Written instruction
Set out every line of the records below as a numbered list, leaving out any blank lines.

[START Records supplied]

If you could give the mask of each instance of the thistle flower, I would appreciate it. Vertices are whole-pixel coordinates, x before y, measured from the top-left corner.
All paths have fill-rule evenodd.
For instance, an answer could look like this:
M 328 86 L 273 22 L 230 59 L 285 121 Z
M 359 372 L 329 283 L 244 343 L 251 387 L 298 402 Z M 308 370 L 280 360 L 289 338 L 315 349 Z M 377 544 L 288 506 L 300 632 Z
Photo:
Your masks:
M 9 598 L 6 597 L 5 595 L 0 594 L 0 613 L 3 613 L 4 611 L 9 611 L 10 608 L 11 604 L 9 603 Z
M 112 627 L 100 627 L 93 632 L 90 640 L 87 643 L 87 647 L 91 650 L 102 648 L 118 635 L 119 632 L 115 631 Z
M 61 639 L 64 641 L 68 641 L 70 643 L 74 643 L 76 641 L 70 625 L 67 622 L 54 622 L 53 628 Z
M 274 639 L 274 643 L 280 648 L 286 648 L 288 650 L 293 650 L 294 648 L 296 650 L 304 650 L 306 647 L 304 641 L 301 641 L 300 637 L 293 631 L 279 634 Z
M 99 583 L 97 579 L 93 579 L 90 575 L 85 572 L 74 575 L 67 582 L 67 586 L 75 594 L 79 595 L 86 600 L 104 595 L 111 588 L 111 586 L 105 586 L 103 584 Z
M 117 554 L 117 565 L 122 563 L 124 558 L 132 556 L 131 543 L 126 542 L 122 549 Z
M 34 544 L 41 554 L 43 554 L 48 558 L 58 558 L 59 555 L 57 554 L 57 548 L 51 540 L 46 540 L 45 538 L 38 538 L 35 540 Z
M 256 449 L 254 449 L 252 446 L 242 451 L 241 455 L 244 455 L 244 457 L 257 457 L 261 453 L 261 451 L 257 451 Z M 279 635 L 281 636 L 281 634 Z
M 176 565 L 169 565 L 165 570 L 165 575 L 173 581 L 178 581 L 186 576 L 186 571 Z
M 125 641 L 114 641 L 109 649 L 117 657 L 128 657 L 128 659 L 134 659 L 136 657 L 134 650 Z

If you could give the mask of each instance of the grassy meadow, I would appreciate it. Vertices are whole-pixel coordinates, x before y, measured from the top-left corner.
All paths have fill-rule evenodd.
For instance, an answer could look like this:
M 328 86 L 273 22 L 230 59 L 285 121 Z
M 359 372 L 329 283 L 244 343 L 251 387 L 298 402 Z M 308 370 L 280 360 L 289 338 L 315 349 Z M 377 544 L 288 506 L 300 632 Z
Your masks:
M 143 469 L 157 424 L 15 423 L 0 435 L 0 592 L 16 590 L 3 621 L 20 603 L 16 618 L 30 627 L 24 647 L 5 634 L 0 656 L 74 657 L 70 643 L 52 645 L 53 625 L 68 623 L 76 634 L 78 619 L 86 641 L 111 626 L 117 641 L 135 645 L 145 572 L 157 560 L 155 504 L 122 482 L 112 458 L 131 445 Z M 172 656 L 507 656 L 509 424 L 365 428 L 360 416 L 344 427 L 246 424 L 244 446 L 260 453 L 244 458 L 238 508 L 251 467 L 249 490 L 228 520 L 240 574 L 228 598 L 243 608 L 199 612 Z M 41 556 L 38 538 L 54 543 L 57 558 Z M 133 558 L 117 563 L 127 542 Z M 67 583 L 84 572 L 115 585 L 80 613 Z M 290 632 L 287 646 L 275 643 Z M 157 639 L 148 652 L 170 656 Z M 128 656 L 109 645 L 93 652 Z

[END Records supplied]

Written answer
1. If you could give the mask of each instance of the thistle flower, I would appreciate it. Vertices are whole-pixel coordinates, x before y, measured from the top-left corner.
2. All paths have fill-rule evenodd.
3. For instance, an answer could look like this:
4. M 328 86 L 273 22 L 230 59 L 285 121 Z
5. M 359 372 L 329 283 L 244 343 L 251 387 L 298 402 Z M 308 370 L 280 360 L 289 338 L 315 349 Z M 377 544 L 288 506 L 300 632 Z
6. Photo:
7. Your masks:
8. M 9 598 L 6 597 L 5 595 L 0 594 L 0 613 L 3 613 L 4 611 L 9 611 L 10 608 L 11 604 L 9 603 Z
9. M 112 627 L 100 627 L 93 632 L 90 640 L 87 643 L 87 647 L 91 650 L 102 648 L 118 635 L 119 632 L 115 631 Z
10. M 61 639 L 64 641 L 68 641 L 70 643 L 74 643 L 76 641 L 70 625 L 67 622 L 54 622 L 53 628 Z
11. M 274 639 L 274 643 L 280 648 L 286 648 L 288 650 L 293 650 L 294 648 L 296 650 L 304 650 L 306 647 L 304 641 L 301 641 L 300 637 L 293 631 L 279 634 Z
12. M 99 583 L 97 579 L 93 579 L 90 575 L 85 572 L 74 575 L 67 582 L 67 586 L 75 594 L 79 595 L 86 600 L 104 595 L 111 588 L 111 586 L 105 586 L 103 584 Z
13. M 117 554 L 117 565 L 122 563 L 124 558 L 132 556 L 131 543 L 126 542 L 122 549 Z
14. M 34 544 L 41 554 L 43 554 L 48 558 L 58 558 L 59 555 L 57 554 L 57 548 L 51 540 L 46 540 L 45 538 L 38 538 L 35 540 Z
15. M 256 449 L 254 449 L 252 446 L 242 451 L 241 455 L 244 455 L 244 457 L 257 457 L 261 453 L 261 451 L 257 451 Z M 279 635 L 281 636 L 281 634 Z
16. M 176 565 L 169 565 L 165 570 L 165 575 L 173 581 L 178 581 L 186 576 L 186 571 Z
17. M 125 641 L 114 641 L 109 649 L 117 657 L 128 657 L 128 659 L 134 659 L 136 657 L 134 650 Z
18. If you could give the mask of each instance of the grassy meadow, I would appreciate it. Vertices are whole-pixel coordinates, x before y, measured from the top-left corner.
19. All paths have fill-rule evenodd.
20. For instance, an answer could look like this:
21. M 328 86 L 273 22 L 230 59 L 285 121 Z
22. M 359 372 L 329 283 L 244 343 L 251 387 L 298 402 Z M 308 370 L 280 360 L 289 338 L 315 349 Z M 377 544 L 288 506 L 300 632 Z
23. Your masks:
24. M 143 469 L 157 424 L 15 423 L 0 435 L 0 592 L 16 590 L 3 621 L 20 603 L 16 618 L 30 627 L 24 647 L 5 634 L 0 656 L 74 657 L 70 643 L 52 645 L 53 625 L 68 623 L 76 634 L 78 619 L 86 641 L 111 626 L 117 641 L 135 645 L 145 572 L 157 560 L 155 504 L 122 482 L 112 458 L 131 445 Z M 172 656 L 507 656 L 509 424 L 365 428 L 360 416 L 344 427 L 246 424 L 244 446 L 260 453 L 244 458 L 238 508 L 251 467 L 249 490 L 228 520 L 240 574 L 228 598 L 243 608 L 199 612 Z M 41 556 L 38 538 L 54 543 L 57 558 Z M 133 558 L 117 563 L 127 542 Z M 67 583 L 84 572 L 115 585 L 80 613 Z M 290 632 L 287 646 L 275 643 Z M 157 639 L 148 652 L 170 656 Z M 128 656 L 109 645 L 93 652 Z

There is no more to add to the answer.